■ 課題 ■
下のデータを、「Identify the blue」がある行から書き出し、「top-left (306, 254), bottom-right (348, 368)」がある行で止めてください。その際、「accent panel」を「side panel」に入れ替え、ほかは一切変えないでください。

■ 用意したデータ ■
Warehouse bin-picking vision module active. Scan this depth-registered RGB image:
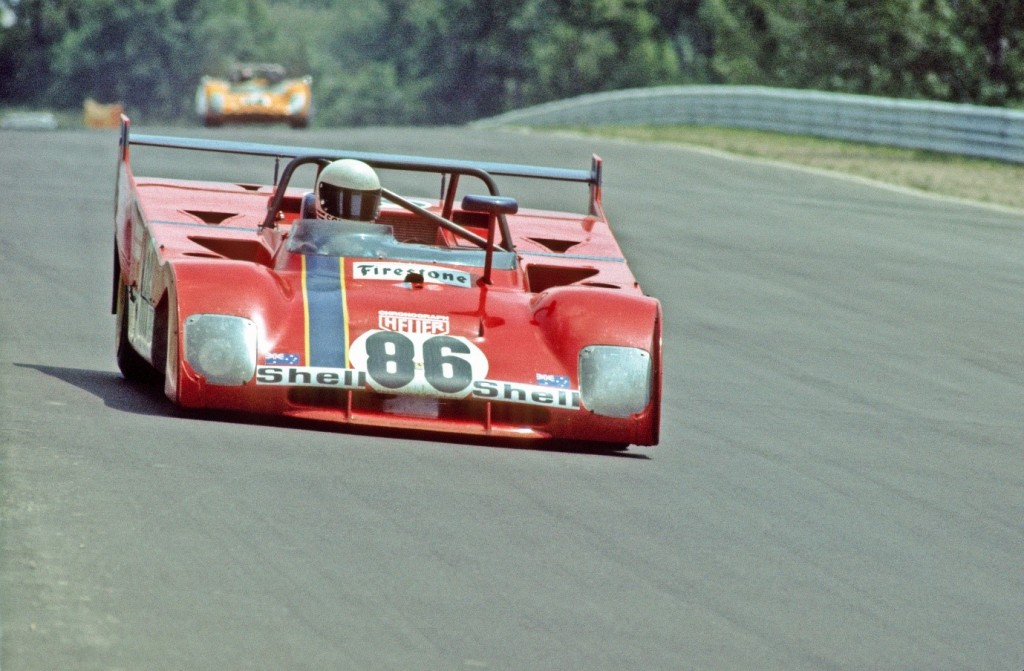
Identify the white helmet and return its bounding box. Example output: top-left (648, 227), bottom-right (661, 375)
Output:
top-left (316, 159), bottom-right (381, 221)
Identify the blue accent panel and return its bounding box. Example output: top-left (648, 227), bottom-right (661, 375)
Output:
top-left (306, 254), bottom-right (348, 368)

---

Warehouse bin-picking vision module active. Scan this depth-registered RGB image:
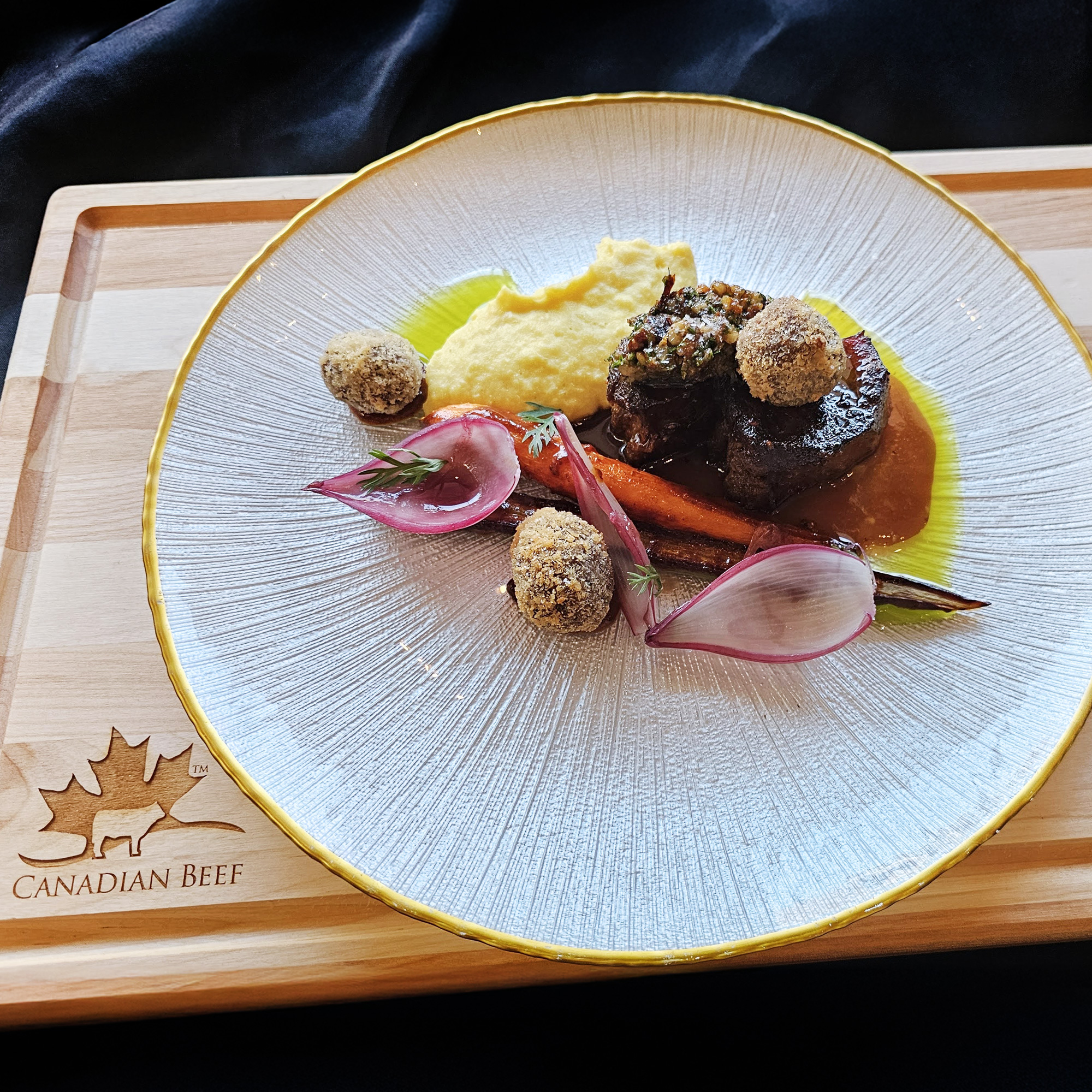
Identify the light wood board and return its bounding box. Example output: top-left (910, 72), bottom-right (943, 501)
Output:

■ 解答 ■
Identify the blue side panel and return its bounding box. Example output: top-left (648, 227), bottom-right (661, 375)
Output:
top-left (306, 254), bottom-right (348, 368)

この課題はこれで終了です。